BEGIN Excerpt provided

Example of a simple EL pipeline with a processor component, translating from Wikidata to DBpedia entities:
Example of an advanced EL pipeline with a splitter and a combiner, merging the results of the mention detection of three different EL systems:
For the formal definition of a pipeline we use JSON. A pipeline configuration consists of an ID, the pipeline type, a list of components for each component type, and a list of connections between the components. Each component list consists of key-value-pairs, where the key is the ID of the component, and the value defines either the EL system used for this component, or in case of the processors, it defines their type. Slightly differently, for the connection list the key represents the source and the value the target component of the connection. An example of a JSON configuration for a simple pipeline (that corresponds to the simple pipeline in the former of the figures above) looks like this:
pipelineConfig = {
"id": 123,
"pipelineType": "complex",
"md": [
{"MD1": "Babelfy"} ],
"cg": [
{"CG1": "DBpediaSp"} ],
"ed": [
{"ED1": "AIDA"} ],
"combiners": [],
"splitters": [],
"translators": [
{"TR1": "WD2DBP"} ],
"filters": [],
"connections": [
{"MD1": "CG1"},
{"CG1": "ED1"},
{"ED1": "TR1"} ]
}
Pipeline Results:
JSONObject{
"experimentId": int,
"experimentTasks":
JSONArray[
EXPERIMENTS
]
}
EXPERIMENTS:
JSONObject{
"currentComponent": String,
"documents":
JSONArray[
DOCUMENTS
],
"pipelineConfig":
PIPELINE,
"errorMessage": String,
"experimentId": int,
"state": String (e.g. "DONE"),
"pipelineType": String (e.g. "FULL"),
"taskId": int
}
DOCUMENTS:
JSONArray[ -- need double JSONArray in order to store sub-pipeline results for each document
JSONObject{
"componentId": String,
"mentions":
JSONArray[
MENTIONS
],
"text": String (e.g. "Napoleon was the emperor of the First French Empire."),
"pipelineType": String (e.g. "ED"),
"uri": String
}
]
MENTIONS:
JSONObject{
"offset": int,
"assignment":
JSONObject{
"score": double,
"assignment": String (e.g. "http://dbpedia.org/resource/Empire")
},
"possibleAssignments":
JSONArray[
JSONObject{
"score": double,
"assignment": String
}
]
},
"originalWithoutStopwords": String (e.g. "Empire"),
"detectionConfidence": double (e.g. 0.0),
"originalMention": String (e.g. "Empire"),
"mention": String (e.g. "Empire")
}
PIPELINE:
JSONObject{
"startComponents":
JSONArray[
String (e.g. "MD1")
],
"components":
JSONObject{
"md" (Only if present. May be: md, cg, ed, md_cg_ed, md_cg, cg_ed, ...):
JSONArray[
JSONObject{
"id": String (e.g. "MD1"; ID matches w/ IDs in connections),
"value": String (e.g. "Babelfy")
}
],
"cg_ed" (IF PRESENT):
JSONArray[
JSONObject{
"id": String (e.g. "CG_ED1"),
"value": String (e.g. "Babelfy")
}
]
},
"exampleId": String (e.g. "md_combined_cged"),
"endComponents":
JSONArray[
String (e.g. "CG_ED1", "MD1")
],
"displayName": String (e.g. "MD + combined CG-ED"),
"id": int (e.g. 1),
"connections":
JSONArray[
JSONObject{
"source": String (e.g. "MD1"),
"target": String (e.g. "CG_ED1")
}
],
"pipelineConfigType": String (e.g. "complex")
}

END Excerpt provided
BEGIN Information supplied

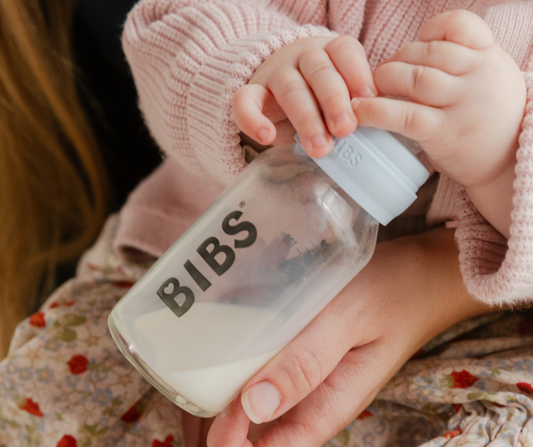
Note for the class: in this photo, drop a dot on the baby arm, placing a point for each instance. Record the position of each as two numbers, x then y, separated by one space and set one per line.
466 104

END Information supplied

*Problem statement:* According to the excerpt on entity linking pipelines, what do the key and the value represent in the connection list of a pipeline configuration?

*Response to this exercise:* The key represents the source component of the connection, and the value represents the target component.